• Excerpt to read
= = = =

Many years ago, country-rock band Dr Hook sang a song poking fun at the fame of the Beatles. The fictional band in the song wants to get itself on the cover of Rolling Stone—“Wanna buy five copies for my mother!’, before going on to declare its spiritual authenticity, mandatory in the sixties: "We got a lot of teenage blue-eyed groupies/ Who do anything we say/ We got a genuine Indian guru/ Who’s teaching us the better way."
The Indian guru is one of the smartest and enduring products this society has ever produced. Think of it as a constantly auto-updating version of an iPhone.
The guru, once he or she is established, will be perched on top of the pyramid that is Indian society. You will have untrammelled power and wealth. Your talent for mass hypnotism will give you the legitimacy to break traditional inhibitions and taboos and allow you to open the doors of sexual perception. People are game. You just have to show them the way.

= = = =

• Material supplied
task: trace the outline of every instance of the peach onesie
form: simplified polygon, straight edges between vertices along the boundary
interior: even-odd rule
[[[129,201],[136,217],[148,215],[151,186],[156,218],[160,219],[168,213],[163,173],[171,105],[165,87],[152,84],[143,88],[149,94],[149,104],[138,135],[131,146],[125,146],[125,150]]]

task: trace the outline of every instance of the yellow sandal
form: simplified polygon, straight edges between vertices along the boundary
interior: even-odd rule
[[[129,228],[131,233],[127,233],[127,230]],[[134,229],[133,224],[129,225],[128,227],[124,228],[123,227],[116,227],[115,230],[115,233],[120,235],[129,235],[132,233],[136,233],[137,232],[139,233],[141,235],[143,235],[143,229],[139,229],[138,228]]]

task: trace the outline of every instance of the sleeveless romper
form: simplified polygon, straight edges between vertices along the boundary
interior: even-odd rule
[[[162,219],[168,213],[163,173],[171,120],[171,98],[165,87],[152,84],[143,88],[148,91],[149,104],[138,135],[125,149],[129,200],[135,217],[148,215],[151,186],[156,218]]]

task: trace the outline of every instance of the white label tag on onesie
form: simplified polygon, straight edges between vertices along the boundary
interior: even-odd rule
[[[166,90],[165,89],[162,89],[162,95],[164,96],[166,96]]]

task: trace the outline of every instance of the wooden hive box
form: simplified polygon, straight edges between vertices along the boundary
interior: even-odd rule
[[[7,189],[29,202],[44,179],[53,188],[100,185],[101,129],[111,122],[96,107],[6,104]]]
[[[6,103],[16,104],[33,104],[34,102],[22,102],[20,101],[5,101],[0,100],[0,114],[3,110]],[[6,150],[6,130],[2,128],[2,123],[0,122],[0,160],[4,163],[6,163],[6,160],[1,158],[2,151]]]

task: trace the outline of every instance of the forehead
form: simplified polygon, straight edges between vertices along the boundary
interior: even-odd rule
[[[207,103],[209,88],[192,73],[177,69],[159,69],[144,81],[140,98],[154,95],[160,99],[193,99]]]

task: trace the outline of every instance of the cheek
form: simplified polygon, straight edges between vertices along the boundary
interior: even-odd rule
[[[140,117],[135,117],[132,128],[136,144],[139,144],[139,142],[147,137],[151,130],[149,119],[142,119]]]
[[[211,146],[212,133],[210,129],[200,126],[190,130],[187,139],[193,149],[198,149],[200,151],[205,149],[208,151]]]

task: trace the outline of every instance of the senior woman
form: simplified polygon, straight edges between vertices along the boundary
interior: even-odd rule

= = = =

• To be done
• 1. In the passage on Indian gurus, what does the Indian guru get compared to?
• 2. Decide whether each statement agrees with the passage on Indian gurus: (a) The Dr Hook song made fun of the Beatles' fame. (b) Dr Hook is described as a folk band. (c) An established guru sits on top of the pyramid of Indian society.
The listing plays no part in this exercise.

• Solutions in order
• 1. A constantly auto-updating version of an iPhone.

• 2.
(a) Yes: "sang a song poking fun at the fame of the Beatles."
(b) No: "country-rock band Dr Hook."
(c) Yes: "will be perched on top of the pyramid that is Indian society."